= Exercise goal =
From the listing below, reproduce word for word the part that opens with the line containing "red head cloth" and closes with the line containing "Question. Indicate a point on each instance of the red headscarf"; reproduce nothing else.

= Data =
########################################
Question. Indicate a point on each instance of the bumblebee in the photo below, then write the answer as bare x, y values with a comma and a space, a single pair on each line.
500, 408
########################################
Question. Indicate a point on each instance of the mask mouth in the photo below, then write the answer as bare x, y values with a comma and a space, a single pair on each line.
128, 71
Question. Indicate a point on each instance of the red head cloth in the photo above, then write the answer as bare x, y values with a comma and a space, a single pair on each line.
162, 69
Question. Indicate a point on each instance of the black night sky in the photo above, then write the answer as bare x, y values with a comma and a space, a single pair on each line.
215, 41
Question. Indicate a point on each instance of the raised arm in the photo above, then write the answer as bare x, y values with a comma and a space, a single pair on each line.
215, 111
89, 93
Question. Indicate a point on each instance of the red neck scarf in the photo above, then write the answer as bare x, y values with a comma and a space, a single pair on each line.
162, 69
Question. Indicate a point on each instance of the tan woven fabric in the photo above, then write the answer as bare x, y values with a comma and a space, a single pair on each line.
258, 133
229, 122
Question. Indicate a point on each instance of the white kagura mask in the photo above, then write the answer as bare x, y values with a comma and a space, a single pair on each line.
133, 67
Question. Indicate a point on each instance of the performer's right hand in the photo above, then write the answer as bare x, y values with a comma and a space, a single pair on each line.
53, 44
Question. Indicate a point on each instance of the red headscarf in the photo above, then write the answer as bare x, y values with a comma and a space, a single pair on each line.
########################################
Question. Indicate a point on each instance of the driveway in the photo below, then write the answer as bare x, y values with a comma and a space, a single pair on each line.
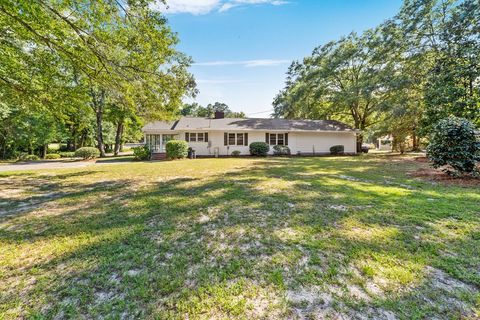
########################################
= Response area =
Question. Indicate a point on each instance of the red head cloth in the photo above, then write the answer as bare x, y values with a comma and a space, a single pair on each line.
162, 69
Question. Indicate a point on each instance of the black night sky in the photo above, then write the answer as bare x, y values with a comma and a space, a single pair on each line.
215, 41
Question. Indicate a point on each instance of the raised arm in the photo above, then write the answer as bare x, y values with a comma and a space, a single pair on each line.
215, 111
89, 93
Question. Indicate a point on each instance of the red neck scarf in the photo above, then write the answer as bare x, y values with a comma and a space, a single pair on each line.
162, 69
Question. Indicate a point on each instance of the tan woven fabric in the photo above, then write the answer as bare x, y values with a comma and a space, a single pair on each line.
258, 133
229, 122
Question. Indicate a point on each instance of the white kagura mask in the photo above, then write the answer as bare x, y values with a comma and a space, a single pair on each line.
133, 67
Question. Indicate a point on each instance of the performer's right hand in the photo above, then write the answer as bare x, y values with a comma and a space, a single pair on each line.
53, 44
Question. Indicate a point on each instance of the red headscarf in the photo above, then write the answer as bare x, y values with a comma and a space, a single pair on each line.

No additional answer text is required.